SHORT PROBLEM A —
Answer these from the algebra section on the distributive law:
(i) What does the distributive law specify?
(ii) When a minus sign in front of a bracket is eliminated, what must happen to the terms inside the brackets?
(iii) What is it called when the distributive law is applied in reverse?
SHORT PROBLEM B —
Carry on the algebra section on the distributive law, starting right after its last sentence.

SELECTED EXCERPT —
▼

After this section you will have learned how to:

  • Simplify complex algebraic expressions.
  • Factorise expressions with the use of squaring rules and the difference of two squares rule.
  • Expand expressions with the use of squaring rules and the difference of two squares rule.

Distributive Law

The distributive law specifies how to multiply a bracketed expression by a factor.

[Image]

Example 1

  1. \displaystyle 4(x+y) = 4x + 4y
  2. \displaystyle 2(a-b) = 2a -2b
  3. \displaystyle x \left(\frac{1}{x} + \frac{1}{x^2} \right) = x\cdot \frac{1}{x} + x \cdot \frac{1}{x^2} = \frac{\not{x}}{\not{x}} + \frac{\not{x}}{x^{\not{2}}} = 1 + \frac{1}{x}
  4. \displaystyle a(x+y+z) = ax + ay + az

Using the distributive law we can also see how to tackle a minus sign in front of a bracketed expression. The rule says that a minus sign infront of a bracket can be eliminated if all the terms inside the brackets switch signs.

Example 2

  1. \displaystyle -(x+y) = (-1) \cdot (x+y) = (-1)x + (-1)y = -x-y
  2. \displaystyle -(x^2-x) = (-1) \cdot (x^2-x) = (-1)x^2 -(-1)x = -x^2 +x
    where we have in the final step used \displaystyle -(-1)x = (-1)(-1)x = 1\cdot x = x\,\mbox{.}
  3. \displaystyle -(x+y-y^3) = (-1)\cdot (x+y-y^3) = (-1)\cdot x + (-1) \cdot y -(-1)\cdot y^3
    \displaystyle \phantom{-(x+y-y^3)}{} = -x-y+y^3
  4. \displaystyle x^2 - 2x -(3x+2) = x^2 -2x -3x-2 = x^2 -(2+3)x -2
    \displaystyle \phantom{x^2-2x-(3x+2)}{} = x^2 -5x -2

If the distributive law is applied in reverse we say we “factorise” the expression. One would often like to factorise out the largest possible numerical factor.

▲

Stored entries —

▼

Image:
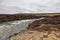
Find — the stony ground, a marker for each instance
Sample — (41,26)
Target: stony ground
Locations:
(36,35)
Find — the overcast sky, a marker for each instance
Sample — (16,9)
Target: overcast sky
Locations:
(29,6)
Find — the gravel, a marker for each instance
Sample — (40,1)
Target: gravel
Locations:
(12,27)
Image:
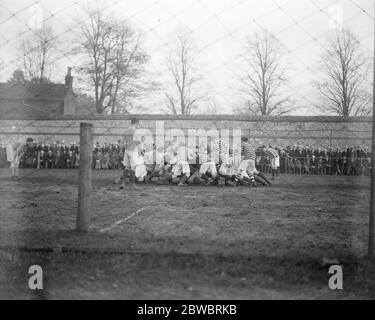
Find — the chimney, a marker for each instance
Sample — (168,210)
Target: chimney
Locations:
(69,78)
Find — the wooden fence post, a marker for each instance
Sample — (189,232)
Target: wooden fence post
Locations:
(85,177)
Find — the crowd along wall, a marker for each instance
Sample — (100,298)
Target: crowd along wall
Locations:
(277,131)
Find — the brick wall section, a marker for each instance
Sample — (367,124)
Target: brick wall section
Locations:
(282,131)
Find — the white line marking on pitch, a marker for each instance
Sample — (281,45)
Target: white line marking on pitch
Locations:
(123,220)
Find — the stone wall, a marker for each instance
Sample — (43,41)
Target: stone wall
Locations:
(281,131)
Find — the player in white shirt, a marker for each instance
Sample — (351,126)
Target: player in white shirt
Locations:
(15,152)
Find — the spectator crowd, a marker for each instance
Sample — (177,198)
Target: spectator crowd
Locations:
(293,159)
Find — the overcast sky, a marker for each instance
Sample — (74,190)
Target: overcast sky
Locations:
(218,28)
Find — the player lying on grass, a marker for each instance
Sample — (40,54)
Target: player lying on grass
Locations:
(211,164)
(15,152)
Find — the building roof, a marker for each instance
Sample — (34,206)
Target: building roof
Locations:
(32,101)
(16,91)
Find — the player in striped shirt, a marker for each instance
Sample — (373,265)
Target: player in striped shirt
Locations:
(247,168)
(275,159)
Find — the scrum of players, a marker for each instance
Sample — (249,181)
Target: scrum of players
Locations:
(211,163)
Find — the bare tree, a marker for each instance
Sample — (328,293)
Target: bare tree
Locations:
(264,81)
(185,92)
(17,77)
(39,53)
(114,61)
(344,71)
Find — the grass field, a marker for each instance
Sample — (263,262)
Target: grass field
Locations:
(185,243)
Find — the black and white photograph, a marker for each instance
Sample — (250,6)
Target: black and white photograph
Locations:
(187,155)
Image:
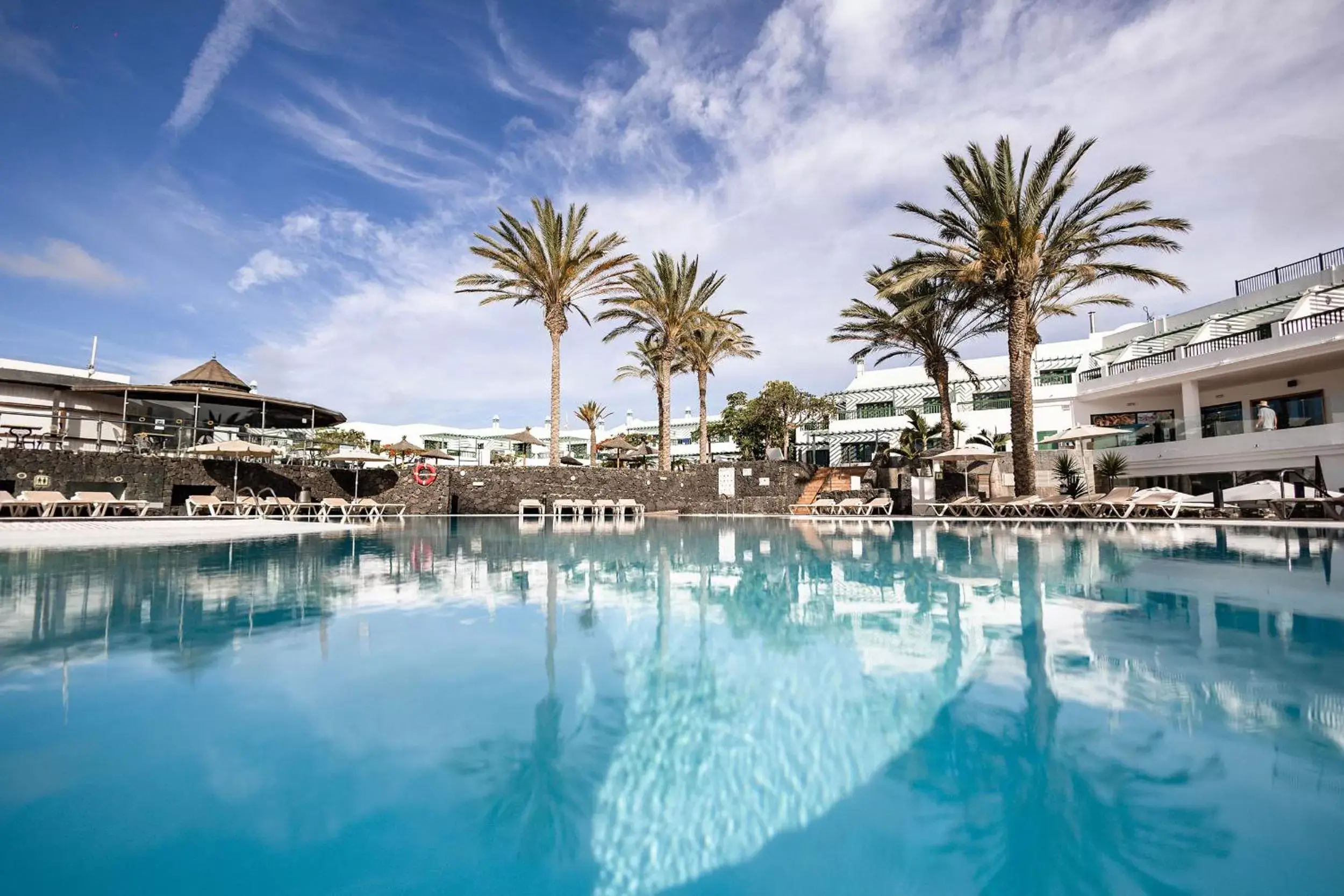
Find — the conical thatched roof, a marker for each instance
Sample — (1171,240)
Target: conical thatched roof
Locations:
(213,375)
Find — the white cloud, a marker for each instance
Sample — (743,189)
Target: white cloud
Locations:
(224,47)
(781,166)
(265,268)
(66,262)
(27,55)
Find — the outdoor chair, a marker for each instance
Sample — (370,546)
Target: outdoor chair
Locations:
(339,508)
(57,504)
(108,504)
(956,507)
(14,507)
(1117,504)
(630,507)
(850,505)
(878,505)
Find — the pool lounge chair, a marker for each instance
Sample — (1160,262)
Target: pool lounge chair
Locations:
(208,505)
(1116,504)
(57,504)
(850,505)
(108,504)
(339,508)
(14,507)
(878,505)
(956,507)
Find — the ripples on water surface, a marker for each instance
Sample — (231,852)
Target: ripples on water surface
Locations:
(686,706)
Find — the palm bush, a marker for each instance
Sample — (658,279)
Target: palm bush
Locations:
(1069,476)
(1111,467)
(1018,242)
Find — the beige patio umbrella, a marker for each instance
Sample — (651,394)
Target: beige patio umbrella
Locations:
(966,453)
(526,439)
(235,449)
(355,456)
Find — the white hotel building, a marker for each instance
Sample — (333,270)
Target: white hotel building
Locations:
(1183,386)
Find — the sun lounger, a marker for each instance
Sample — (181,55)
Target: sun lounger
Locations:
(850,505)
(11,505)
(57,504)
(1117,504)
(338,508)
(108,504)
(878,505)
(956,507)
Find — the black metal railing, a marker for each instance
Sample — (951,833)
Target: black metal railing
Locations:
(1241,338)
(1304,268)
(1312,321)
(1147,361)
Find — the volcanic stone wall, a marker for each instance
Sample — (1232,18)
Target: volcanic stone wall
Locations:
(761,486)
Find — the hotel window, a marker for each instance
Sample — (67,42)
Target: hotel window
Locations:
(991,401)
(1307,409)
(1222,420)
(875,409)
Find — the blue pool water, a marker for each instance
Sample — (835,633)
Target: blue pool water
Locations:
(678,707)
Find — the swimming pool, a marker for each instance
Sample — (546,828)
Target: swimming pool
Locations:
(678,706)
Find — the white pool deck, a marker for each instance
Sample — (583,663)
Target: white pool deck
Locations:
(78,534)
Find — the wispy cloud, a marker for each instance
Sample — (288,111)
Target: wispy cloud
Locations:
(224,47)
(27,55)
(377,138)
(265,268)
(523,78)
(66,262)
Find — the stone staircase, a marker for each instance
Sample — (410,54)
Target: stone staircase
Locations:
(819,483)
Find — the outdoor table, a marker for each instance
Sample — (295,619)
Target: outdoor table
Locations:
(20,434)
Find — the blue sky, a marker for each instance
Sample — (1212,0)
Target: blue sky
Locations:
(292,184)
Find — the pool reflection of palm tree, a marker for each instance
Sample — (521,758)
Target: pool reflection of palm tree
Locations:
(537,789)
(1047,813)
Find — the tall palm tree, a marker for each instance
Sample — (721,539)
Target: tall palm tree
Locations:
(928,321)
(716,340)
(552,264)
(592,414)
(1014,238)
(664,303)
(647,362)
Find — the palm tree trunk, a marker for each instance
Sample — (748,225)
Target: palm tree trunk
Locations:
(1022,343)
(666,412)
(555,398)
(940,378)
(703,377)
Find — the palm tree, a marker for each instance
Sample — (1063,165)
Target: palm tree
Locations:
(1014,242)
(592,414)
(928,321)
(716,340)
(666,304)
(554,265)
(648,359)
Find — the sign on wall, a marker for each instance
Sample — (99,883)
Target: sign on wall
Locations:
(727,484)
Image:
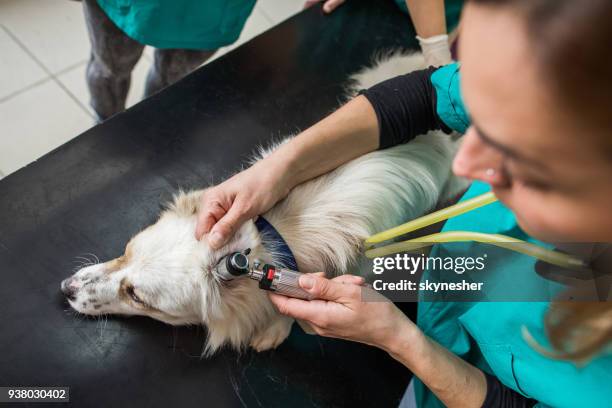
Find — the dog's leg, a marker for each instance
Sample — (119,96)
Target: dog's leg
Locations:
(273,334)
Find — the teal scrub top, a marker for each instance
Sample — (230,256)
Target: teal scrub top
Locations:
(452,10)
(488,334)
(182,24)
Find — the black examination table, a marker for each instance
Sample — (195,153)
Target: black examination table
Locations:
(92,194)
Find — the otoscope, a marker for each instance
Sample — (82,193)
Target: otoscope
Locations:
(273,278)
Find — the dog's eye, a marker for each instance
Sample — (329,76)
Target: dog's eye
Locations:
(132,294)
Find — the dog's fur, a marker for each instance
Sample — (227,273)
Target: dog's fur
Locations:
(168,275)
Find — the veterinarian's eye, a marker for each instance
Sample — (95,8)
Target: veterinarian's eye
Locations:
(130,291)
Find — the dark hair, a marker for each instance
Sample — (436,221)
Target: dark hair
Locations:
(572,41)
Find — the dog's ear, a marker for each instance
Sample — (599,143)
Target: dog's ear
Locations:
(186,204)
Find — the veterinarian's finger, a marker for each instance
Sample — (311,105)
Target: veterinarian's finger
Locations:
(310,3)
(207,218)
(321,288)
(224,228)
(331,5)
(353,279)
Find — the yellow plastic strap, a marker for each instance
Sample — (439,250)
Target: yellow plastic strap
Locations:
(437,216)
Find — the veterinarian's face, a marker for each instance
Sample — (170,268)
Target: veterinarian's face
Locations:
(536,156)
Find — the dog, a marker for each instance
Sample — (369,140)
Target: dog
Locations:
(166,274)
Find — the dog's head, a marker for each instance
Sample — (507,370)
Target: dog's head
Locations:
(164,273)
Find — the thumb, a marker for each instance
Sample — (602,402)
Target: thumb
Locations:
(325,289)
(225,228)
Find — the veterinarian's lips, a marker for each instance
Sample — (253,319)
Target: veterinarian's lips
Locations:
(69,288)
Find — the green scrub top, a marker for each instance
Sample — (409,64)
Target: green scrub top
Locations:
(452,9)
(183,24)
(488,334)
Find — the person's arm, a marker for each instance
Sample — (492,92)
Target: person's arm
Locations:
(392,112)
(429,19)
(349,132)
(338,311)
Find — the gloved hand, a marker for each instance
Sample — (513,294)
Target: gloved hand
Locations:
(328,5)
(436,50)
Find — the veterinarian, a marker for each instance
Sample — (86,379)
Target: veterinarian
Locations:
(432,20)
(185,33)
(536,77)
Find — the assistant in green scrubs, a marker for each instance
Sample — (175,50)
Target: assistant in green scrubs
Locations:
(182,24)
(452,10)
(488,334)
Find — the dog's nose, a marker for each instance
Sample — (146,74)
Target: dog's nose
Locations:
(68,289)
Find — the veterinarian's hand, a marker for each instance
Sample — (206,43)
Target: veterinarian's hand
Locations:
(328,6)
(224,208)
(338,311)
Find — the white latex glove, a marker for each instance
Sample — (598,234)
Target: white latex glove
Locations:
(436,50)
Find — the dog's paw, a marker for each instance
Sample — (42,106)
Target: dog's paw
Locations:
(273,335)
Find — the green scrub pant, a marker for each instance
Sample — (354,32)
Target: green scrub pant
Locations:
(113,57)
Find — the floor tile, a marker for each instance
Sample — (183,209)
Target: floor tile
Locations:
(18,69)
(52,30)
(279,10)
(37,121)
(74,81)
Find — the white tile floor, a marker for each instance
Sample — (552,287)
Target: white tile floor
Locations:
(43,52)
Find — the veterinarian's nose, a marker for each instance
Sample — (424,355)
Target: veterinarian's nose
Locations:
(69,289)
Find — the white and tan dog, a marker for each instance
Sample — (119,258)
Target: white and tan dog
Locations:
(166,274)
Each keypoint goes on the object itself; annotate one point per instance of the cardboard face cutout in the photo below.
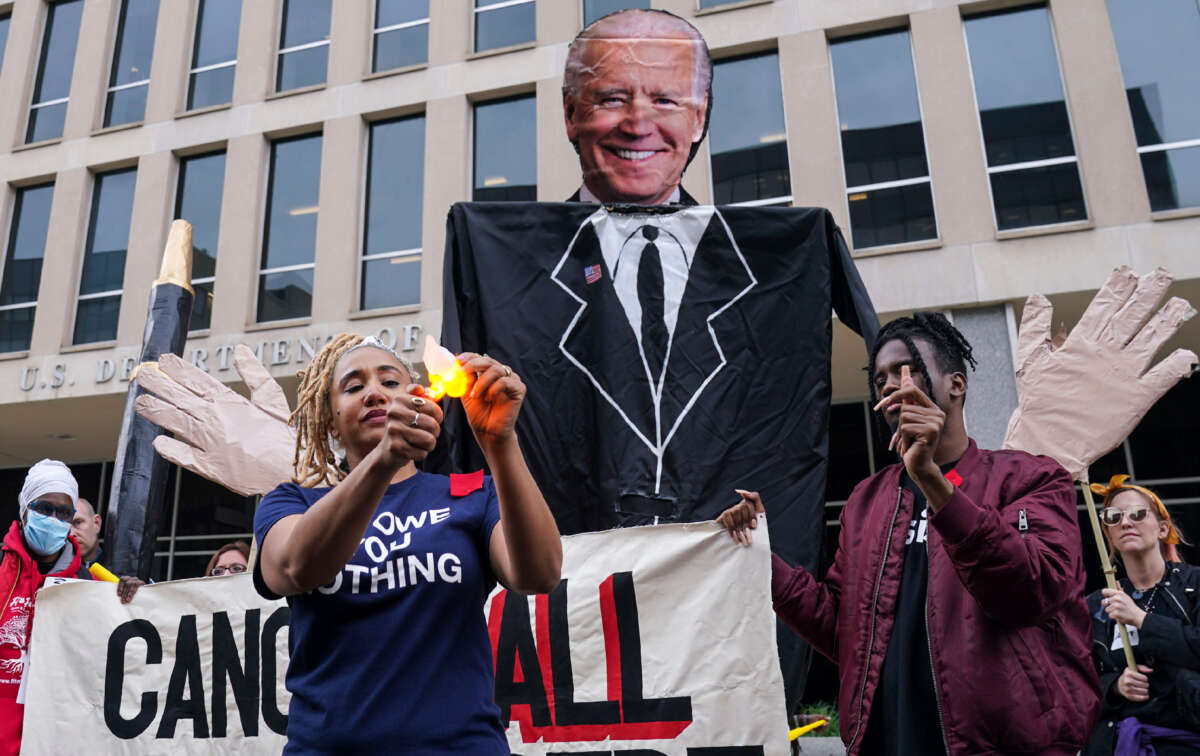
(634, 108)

▲

TASK ANSWER A —
(i) How to multiply a bracketed expression by a factor.
(ii) All the terms inside the brackets must switch signs.
(iii) Factorising the expression.

TASK ANSWER B —
Example 3

  1. \displaystyle 3x +9y = 3x + 3\cdot 3y = 3(x+3y)
  2. \displaystyle xy + y^2 = xy + y\cdot y = y(x+y)
  3. \displaystyle 2x^2 -4x = 2x\cdot x - 2\cdot 2\cdot x = 2x(x-2)
  4. \displaystyle \frac{y-x}{x-y} = \frac{-(x-y)}{x-y} = \frac{-1}{1} = -1


Squaring rules

On occasions the distributive law has to be used repeatedly to deal with larger expressions. If we consider

\displaystyle (a+b)(c+d)

and regard \displaystyle a+b as a factor that multiplies the bracketed expression \displaystyle (c+d) we get

\displaystyle \eqalign{
 \bbox[#AAEEFF,0pt]{\phantom{(a+b)}}\,(c+d)
   &= \bbox[#AAEEFF,0pt]{\phantom{(a+b)}}\,c
      + \bbox[#AAEEFF,0pt]{\phantom{(a+b)}}\,d\mbox{,}\cr
 (a+b)\,(c+d)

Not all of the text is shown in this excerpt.